=== TEXTO PARA LEITURA ===

João Major, que é mineiro, tem 67 anos e trabalha na feira de Aparecida há 56. Sua família inteira trabalha no espaço. “É uma tragédia mundial, não é só do Brasil. O que podemos fazer?”, diz sobre a paralisação forçada pelo coronavírus. Ele diz estar tentando negociar com a Prefeitura e o governo do Estado de São Paulo uma saída ou auxílio financeiro para os feirantes. 

Comércio e fé

A ordem de fechar a feira veio na segunda-feira, 16, mas, antes disso, o movimento já havia caído no fim de semana anterior – na ocasião, o Brasil registrava pouco mais de 100 casos de coronavírus, ante os mais de 1.000 atualmente.

A última missa do Santuário foi celebrada no sábado, 14, por volta do meio-dia. Depois, a administração anunciou que não haveria mais celebrações na igreja, apenas visitas livres. De uma hora para outra, a cidade esvaziou naquela manhã, contam os ambulantes ouvidos pela EXAME. “Já começou todo mundo a sair da igreja e perguntar se a feira ia abrir no dia seguinte, porque não ia ter missa. E os romeiros começando a ir embora”, lembra Costa.

===

Copie o trecho do texto sobre a feira de Aparecida que começa em "João Major, que" e termina em "para os feirantes.".

=== TRECHOS DOS DADOS ===

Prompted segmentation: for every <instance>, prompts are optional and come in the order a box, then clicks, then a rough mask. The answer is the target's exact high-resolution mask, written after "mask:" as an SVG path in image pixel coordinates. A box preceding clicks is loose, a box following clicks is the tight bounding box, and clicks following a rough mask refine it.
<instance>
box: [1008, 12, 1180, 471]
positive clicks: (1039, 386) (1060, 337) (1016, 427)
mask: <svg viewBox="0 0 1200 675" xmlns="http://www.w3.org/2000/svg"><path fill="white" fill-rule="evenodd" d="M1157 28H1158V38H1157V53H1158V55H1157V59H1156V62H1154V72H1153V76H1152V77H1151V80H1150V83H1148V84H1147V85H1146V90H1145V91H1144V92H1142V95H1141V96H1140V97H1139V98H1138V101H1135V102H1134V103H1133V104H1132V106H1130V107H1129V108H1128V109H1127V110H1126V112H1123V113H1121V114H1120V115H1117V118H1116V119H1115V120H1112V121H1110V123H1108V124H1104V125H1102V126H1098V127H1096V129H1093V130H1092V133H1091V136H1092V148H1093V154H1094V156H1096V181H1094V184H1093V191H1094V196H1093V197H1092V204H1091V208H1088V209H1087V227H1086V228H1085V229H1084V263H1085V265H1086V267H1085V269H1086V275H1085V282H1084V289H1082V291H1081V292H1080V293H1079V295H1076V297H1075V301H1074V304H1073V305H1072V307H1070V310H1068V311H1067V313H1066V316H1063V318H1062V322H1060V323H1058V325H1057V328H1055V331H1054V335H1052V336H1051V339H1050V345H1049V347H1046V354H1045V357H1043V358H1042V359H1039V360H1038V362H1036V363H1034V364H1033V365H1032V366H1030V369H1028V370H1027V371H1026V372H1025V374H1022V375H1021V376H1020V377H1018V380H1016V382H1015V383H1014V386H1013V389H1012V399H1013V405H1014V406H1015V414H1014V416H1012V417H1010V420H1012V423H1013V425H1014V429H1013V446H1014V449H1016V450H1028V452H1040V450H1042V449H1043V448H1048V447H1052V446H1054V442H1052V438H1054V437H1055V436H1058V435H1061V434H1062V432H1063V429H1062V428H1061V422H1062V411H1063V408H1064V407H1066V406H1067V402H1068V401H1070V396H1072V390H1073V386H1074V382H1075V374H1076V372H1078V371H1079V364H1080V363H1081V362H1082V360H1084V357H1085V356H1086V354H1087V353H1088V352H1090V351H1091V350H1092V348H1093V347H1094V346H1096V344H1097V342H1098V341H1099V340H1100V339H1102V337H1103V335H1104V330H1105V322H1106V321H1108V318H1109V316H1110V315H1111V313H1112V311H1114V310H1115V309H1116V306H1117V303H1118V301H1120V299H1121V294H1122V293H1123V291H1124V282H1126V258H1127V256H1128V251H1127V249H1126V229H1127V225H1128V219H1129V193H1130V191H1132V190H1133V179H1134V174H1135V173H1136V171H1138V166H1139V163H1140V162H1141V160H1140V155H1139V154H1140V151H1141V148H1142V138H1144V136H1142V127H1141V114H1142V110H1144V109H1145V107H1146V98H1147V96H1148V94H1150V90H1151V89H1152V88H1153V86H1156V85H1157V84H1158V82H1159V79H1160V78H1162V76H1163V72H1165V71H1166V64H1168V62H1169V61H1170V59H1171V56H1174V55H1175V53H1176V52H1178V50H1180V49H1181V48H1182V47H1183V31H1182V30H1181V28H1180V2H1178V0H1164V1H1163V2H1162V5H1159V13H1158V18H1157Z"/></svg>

===

RESULTADO DO EXERCÍCIO
João Major, que é mineiro, tem 67 anos e trabalha na feira de Aparecida há 56. Sua família inteira trabalha no espaço. “É uma tragédia mundial, não é só do Brasil. O que podemos fazer?”, diz sobre a paralisação forçada pelo coronavírus. Ele diz estar tentando negociar com a Prefeitura e o governo do Estado de São Paulo uma saída ou auxílio financeiro para os feirantes.